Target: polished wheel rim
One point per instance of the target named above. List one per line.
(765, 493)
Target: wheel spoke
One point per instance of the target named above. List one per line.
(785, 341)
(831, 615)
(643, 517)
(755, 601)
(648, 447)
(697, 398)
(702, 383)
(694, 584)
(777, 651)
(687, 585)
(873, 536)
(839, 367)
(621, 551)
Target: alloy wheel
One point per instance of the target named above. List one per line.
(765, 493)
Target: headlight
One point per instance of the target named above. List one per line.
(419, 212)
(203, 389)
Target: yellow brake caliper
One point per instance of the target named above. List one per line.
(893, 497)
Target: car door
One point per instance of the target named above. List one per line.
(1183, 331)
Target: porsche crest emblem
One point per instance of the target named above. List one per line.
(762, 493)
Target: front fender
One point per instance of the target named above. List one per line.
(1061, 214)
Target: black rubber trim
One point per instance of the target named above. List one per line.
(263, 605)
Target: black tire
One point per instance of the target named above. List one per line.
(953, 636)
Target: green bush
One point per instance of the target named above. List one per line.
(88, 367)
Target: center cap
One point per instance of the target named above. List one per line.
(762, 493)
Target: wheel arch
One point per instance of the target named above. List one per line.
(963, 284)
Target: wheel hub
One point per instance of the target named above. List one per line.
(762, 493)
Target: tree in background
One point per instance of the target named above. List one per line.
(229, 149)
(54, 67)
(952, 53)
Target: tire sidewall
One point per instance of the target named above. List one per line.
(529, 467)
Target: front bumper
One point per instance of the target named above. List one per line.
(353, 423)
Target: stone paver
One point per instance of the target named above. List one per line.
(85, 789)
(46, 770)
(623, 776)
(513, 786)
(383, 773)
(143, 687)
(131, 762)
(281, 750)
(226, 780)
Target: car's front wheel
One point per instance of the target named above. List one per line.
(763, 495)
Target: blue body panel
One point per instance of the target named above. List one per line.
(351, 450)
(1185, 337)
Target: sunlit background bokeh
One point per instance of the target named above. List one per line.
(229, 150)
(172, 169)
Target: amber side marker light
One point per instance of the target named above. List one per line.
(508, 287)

★ ★ ★ ★

Work to complete: Write out every line of the data above, character for character and in the same order.

Exercise answer:
Target: polished wheel rim
One point per instance of the target named above. List one per line.
(765, 493)
Target: wheel spoke
One point per instance of the target named above. List one per line.
(785, 341)
(831, 615)
(643, 517)
(755, 601)
(648, 447)
(697, 398)
(702, 383)
(694, 584)
(777, 651)
(687, 585)
(873, 536)
(839, 367)
(621, 551)
Target: alloy wheel
One point per instance of the target named above. List one per line.
(765, 493)
Target: headlight
One point per instance of the target named above. List one per line.
(419, 212)
(203, 389)
Target: yellow brake caliper
One point per instance of the target named above. List one per line.
(893, 497)
Target: car door
One point per instance of the target named above. List one per line.
(1183, 331)
Target: porsche crest emblem
One point per instance of the target named above. List one per line.
(762, 493)
Target: front fender
One point per instance of the target named above. List one per line.
(1061, 214)
Target: black rubber trim
One point per instance of the target named above. List one per line.
(263, 605)
Target: black tire
One point per instance of the target named above. List one per line.
(953, 636)
Target: green bush
One point per instance of the target named above. List one per line.
(88, 367)
Target: center cap
One point per instance of the target named above. List one per line.
(762, 493)
Target: wheel arch
One point per instance of the target named above. List one per line.
(963, 284)
Target: wheel hub
One point per instance of the target named above. List one per line.
(762, 493)
Target: tree in background
One point per instance of the target named above. List one per line.
(229, 149)
(54, 67)
(952, 53)
Target: tire sidewall
One point per instance of the target named above. List one per line.
(529, 467)
Target: front bumper
One point per instance of the target named above. List one per line.
(353, 423)
Target: stone paver
One point per instance of the target named above. List one per line.
(85, 789)
(46, 770)
(623, 776)
(513, 786)
(383, 773)
(143, 687)
(131, 762)
(281, 750)
(226, 780)
Target: car's front wheel
One point per instance of the target named above. List one per line.
(763, 495)
Target: blue body panel
One point per instance of the target named above. List one per line.
(351, 450)
(1185, 337)
Target: sunlit background bokeh
One point per instance of the target named above. List one per line.
(229, 150)
(172, 169)
Target: amber side marker light
One point per instance of the target named above. List one per line.
(508, 287)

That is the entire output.